과제 설명:
아래 행 가운데 "nothing"라는 단어가 들어 있는 행을 모두 골라 그대로 베껴 쓰세요.

::: 연습용 행 :::

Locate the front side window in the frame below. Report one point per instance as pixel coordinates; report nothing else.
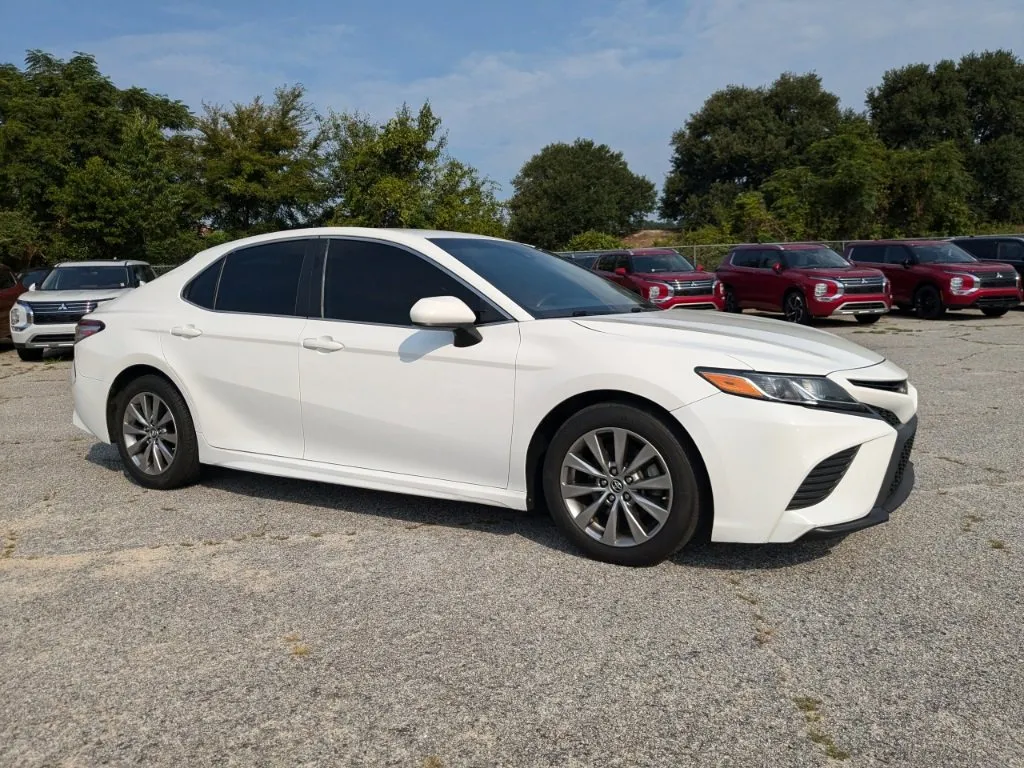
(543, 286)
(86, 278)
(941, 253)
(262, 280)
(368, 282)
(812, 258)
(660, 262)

:::
::: 연습용 행 :::

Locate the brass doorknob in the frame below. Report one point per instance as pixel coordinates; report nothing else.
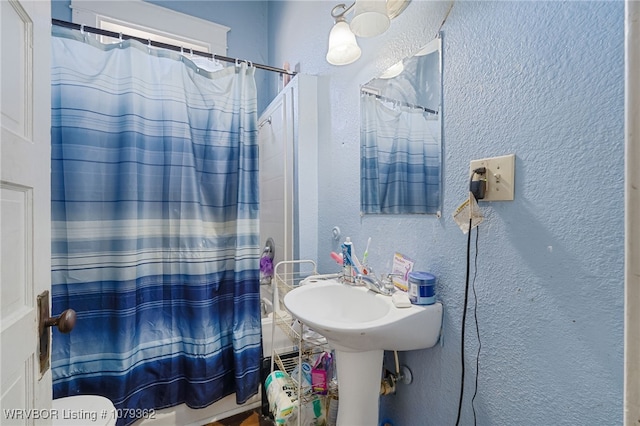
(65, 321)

:::

과제 정답:
Locate the front side window in the frame below. Report one point per instance as pixel coordinates; report nothing else.
Locate the brass doorknob in the frame below. Report one point per instance as pixel coordinates; report nothing else.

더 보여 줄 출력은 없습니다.